----- SUPPLIED ENTRIES

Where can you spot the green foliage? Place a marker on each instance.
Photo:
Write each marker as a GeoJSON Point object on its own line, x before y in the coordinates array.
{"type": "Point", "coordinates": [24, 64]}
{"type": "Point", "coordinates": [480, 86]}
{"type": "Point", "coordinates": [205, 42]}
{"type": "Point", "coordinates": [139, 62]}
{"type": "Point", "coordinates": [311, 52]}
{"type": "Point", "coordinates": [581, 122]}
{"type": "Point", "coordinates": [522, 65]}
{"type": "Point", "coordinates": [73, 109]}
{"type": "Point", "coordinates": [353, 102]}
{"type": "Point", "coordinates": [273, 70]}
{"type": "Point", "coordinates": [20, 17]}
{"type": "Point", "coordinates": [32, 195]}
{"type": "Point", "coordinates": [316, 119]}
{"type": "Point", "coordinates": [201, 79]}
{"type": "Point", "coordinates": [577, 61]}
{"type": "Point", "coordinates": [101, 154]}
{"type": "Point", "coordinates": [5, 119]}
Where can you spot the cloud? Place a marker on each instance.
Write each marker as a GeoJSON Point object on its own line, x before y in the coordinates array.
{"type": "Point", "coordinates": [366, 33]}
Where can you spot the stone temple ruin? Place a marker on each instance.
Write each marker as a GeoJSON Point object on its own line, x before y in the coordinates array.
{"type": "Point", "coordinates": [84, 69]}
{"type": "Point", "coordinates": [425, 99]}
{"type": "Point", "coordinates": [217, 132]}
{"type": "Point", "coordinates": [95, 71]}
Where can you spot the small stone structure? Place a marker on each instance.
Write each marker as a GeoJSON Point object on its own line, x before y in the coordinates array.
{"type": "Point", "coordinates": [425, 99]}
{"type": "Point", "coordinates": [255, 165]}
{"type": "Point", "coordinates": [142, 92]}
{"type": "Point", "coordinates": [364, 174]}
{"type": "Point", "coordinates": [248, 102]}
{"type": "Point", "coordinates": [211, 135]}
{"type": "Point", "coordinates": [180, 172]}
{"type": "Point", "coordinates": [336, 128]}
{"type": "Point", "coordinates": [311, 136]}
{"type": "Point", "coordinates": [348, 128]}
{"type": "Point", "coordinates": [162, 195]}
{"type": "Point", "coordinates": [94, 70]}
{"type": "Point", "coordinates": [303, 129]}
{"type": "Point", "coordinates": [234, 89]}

----------

> **REQUIRED ACTION**: Restate word for word the lines of the data above, starting at the line containing "Where can you spot the stone" and ending at the line containing "Where can you spot the small", both included, and nothing more.

> **ANSWER BELOW**:
Where can you spot the stone temple ruin? Place a marker on each instance.
Write each marker as a GeoJSON Point object on its own line, x before y in the coordinates array.
{"type": "Point", "coordinates": [84, 69]}
{"type": "Point", "coordinates": [425, 99]}
{"type": "Point", "coordinates": [217, 132]}
{"type": "Point", "coordinates": [95, 71]}
Where can you spot the small stone structure? Place a marker on each instance.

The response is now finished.